Object point labels:
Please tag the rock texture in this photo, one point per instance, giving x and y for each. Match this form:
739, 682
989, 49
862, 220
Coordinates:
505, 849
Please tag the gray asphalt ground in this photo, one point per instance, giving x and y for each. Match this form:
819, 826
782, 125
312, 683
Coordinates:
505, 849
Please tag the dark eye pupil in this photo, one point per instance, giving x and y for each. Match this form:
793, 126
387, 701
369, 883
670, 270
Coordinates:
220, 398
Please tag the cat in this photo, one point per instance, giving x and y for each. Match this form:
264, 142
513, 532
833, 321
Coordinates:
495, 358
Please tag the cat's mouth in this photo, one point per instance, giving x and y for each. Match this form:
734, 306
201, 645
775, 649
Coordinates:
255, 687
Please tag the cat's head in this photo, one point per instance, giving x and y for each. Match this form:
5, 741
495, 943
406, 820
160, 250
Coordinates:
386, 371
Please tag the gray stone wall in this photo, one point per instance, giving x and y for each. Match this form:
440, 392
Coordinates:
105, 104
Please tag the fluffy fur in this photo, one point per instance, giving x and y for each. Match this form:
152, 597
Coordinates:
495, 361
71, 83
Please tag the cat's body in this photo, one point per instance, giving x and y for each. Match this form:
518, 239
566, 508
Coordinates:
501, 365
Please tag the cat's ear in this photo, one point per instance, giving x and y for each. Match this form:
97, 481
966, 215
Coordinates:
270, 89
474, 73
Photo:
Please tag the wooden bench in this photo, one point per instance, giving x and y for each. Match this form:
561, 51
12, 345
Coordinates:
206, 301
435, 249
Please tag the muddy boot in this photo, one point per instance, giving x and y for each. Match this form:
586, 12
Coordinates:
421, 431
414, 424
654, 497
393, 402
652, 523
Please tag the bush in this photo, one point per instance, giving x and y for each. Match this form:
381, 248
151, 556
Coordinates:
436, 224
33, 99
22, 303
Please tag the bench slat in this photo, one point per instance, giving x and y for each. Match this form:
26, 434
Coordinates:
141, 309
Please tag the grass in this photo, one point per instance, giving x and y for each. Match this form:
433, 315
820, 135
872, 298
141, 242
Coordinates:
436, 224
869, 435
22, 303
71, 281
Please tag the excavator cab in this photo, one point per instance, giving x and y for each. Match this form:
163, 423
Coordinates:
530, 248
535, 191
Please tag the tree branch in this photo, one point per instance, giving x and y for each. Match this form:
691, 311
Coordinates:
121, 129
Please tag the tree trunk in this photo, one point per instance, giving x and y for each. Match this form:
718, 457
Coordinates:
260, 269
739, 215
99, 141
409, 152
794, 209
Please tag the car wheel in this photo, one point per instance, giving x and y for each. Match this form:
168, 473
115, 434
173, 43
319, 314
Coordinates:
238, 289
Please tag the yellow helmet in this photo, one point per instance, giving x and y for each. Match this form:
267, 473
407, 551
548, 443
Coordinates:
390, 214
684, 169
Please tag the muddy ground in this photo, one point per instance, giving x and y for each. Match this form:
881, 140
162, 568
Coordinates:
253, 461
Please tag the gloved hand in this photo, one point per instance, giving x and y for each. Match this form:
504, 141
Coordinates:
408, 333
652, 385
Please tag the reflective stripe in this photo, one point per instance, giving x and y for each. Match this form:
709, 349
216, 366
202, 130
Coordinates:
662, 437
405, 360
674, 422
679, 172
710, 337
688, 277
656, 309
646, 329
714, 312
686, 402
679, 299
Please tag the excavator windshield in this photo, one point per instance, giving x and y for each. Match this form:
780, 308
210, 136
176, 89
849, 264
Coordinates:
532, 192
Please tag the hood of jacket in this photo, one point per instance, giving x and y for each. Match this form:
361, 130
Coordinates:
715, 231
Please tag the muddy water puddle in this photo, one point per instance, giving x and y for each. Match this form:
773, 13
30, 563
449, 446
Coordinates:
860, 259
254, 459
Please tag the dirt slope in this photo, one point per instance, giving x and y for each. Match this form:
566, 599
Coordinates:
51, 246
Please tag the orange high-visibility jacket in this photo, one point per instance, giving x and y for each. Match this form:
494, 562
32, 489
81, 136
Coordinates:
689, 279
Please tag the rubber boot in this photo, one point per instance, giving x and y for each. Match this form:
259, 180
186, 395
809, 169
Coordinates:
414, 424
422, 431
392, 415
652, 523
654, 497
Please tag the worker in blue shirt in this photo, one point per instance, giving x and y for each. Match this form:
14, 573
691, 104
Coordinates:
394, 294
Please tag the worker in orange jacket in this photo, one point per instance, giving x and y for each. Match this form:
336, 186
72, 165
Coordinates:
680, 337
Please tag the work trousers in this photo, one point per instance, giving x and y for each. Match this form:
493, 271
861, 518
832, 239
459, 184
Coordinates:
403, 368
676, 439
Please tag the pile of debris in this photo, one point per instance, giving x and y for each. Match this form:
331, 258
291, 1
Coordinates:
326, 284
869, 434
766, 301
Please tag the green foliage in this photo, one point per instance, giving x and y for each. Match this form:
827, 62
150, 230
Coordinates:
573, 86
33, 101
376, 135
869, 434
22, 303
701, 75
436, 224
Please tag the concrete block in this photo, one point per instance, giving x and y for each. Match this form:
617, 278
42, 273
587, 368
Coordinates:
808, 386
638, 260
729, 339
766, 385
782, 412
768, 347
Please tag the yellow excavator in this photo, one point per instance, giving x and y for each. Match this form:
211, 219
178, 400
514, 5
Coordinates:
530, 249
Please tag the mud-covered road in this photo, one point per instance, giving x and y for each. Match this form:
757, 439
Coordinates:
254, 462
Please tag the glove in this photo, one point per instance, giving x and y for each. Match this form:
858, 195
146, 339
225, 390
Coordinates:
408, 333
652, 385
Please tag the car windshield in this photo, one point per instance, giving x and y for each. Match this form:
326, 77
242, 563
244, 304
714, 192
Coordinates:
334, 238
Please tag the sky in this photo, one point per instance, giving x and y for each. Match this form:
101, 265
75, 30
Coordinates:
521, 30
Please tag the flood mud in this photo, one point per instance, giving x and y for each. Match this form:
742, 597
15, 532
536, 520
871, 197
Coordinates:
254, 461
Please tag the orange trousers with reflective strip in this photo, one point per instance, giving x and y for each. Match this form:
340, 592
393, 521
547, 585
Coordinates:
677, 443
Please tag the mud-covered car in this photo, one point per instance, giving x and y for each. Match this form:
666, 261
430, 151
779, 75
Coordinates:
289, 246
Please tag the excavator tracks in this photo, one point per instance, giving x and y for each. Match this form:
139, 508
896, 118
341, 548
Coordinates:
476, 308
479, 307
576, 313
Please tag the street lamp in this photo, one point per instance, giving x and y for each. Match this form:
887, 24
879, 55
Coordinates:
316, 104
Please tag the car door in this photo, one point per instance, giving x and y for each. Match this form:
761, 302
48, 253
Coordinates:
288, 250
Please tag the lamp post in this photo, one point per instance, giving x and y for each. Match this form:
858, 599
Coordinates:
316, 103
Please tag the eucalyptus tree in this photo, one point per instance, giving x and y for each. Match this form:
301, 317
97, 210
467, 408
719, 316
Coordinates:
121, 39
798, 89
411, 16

---

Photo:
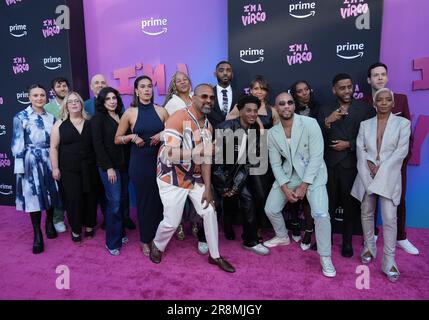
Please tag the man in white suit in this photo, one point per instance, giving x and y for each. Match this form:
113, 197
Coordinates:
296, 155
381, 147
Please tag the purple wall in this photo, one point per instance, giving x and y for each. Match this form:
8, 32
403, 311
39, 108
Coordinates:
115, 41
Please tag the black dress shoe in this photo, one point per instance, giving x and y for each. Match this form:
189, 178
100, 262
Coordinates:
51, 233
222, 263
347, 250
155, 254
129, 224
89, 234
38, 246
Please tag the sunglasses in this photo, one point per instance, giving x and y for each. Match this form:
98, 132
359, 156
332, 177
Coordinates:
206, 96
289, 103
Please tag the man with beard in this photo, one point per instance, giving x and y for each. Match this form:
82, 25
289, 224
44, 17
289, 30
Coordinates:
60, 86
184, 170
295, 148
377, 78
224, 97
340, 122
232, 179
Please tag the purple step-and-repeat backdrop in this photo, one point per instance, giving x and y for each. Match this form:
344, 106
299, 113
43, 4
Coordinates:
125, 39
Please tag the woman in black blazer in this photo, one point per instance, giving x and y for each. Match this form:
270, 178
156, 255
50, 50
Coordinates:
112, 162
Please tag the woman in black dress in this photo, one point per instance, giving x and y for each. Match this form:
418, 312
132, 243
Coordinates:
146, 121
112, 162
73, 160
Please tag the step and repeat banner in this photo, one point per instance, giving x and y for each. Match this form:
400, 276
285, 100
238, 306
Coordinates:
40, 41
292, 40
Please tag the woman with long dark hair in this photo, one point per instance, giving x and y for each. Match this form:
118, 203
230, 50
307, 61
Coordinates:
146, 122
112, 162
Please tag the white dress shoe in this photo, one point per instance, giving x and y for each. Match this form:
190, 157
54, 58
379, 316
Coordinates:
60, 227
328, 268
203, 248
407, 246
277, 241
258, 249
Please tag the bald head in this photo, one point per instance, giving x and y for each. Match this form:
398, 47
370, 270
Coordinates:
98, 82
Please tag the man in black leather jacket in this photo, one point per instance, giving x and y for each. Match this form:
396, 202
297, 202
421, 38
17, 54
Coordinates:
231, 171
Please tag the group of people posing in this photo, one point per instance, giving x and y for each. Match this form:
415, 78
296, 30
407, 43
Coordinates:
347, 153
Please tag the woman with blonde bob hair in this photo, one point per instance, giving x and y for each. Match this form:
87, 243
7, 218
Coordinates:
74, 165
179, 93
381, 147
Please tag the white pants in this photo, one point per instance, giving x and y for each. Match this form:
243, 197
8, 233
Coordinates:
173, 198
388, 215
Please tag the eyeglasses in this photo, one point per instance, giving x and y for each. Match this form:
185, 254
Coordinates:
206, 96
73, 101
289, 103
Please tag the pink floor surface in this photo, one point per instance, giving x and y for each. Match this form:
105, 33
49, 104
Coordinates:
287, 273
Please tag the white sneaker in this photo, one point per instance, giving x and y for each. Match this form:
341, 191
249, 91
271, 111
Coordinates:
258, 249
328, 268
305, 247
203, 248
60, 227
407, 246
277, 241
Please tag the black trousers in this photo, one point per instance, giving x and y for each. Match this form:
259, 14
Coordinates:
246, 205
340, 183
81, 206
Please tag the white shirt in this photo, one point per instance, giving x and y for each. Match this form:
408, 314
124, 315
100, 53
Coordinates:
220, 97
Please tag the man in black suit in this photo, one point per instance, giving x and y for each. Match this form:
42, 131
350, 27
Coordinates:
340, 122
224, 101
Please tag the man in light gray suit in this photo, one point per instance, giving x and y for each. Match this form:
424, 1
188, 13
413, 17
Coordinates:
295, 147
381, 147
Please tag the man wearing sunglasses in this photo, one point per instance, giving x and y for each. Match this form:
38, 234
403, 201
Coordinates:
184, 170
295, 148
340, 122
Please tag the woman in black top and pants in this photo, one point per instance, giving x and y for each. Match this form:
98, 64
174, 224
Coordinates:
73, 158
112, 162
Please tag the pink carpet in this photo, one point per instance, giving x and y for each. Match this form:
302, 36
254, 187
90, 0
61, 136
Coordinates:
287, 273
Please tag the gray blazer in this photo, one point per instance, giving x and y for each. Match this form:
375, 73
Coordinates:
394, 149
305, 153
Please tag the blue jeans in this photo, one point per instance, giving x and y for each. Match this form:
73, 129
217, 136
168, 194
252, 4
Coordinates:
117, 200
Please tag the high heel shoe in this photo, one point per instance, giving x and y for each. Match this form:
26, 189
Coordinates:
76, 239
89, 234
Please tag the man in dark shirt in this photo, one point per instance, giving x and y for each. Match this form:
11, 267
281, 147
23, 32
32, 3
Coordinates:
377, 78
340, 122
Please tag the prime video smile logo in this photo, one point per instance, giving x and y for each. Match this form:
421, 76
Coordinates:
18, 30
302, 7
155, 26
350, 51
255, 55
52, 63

▶ **Exercise directions**:
Count how many lines in the rows above contain the word "purple", and give only that number.

▶ **Solution**:
2